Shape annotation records
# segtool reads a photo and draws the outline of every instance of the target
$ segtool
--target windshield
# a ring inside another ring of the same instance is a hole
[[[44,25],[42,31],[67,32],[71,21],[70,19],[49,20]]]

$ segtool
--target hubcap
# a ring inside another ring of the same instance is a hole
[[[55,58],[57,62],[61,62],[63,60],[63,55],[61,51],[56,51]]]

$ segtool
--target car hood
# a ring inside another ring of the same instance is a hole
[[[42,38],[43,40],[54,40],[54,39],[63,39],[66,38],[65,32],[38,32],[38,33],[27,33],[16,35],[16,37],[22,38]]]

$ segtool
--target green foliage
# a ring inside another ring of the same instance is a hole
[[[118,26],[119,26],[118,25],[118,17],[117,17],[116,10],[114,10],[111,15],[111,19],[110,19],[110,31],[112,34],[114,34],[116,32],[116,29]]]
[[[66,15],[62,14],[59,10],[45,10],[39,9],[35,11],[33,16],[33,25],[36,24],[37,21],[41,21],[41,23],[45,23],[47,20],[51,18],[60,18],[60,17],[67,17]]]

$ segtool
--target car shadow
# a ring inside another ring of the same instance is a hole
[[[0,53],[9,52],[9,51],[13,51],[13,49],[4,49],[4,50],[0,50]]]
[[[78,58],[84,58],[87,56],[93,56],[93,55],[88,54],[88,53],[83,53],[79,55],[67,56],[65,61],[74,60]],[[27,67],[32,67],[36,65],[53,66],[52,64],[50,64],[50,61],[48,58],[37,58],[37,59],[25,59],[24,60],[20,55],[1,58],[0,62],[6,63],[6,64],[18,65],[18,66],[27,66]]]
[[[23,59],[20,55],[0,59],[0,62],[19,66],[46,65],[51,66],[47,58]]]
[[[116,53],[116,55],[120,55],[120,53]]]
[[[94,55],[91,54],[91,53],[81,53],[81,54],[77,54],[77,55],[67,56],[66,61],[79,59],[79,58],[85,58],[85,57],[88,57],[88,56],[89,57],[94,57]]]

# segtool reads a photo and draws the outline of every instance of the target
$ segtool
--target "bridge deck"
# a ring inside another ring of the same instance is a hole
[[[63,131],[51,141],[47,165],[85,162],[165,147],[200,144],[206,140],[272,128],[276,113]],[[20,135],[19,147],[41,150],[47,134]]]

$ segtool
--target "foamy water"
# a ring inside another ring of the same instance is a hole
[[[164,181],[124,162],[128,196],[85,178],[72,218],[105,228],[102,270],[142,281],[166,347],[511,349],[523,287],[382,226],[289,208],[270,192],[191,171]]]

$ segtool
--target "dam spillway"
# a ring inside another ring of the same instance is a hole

▶ [DIRECTIONS FOR THIS TASK]
Copy the records word for word, starting at the first line and ending at the line that contains "[[[55,58],[57,62],[61,62],[63,60],[63,55],[61,51],[56,51]]]", with both of those lines included.

▶ [WRITTEN SOLUTION]
# segtool reads a photo and draws the outline of every instance of the target
$ segtool
--target windshield
# a ring inside another ring of the same instance is a hole
[[[44,25],[42,31],[67,32],[71,21],[70,19],[49,20]]]

$ segtool
--target hubcap
# a ring inside another ring of the same instance is a hole
[[[55,58],[57,62],[61,62],[63,60],[63,55],[61,51],[56,51]]]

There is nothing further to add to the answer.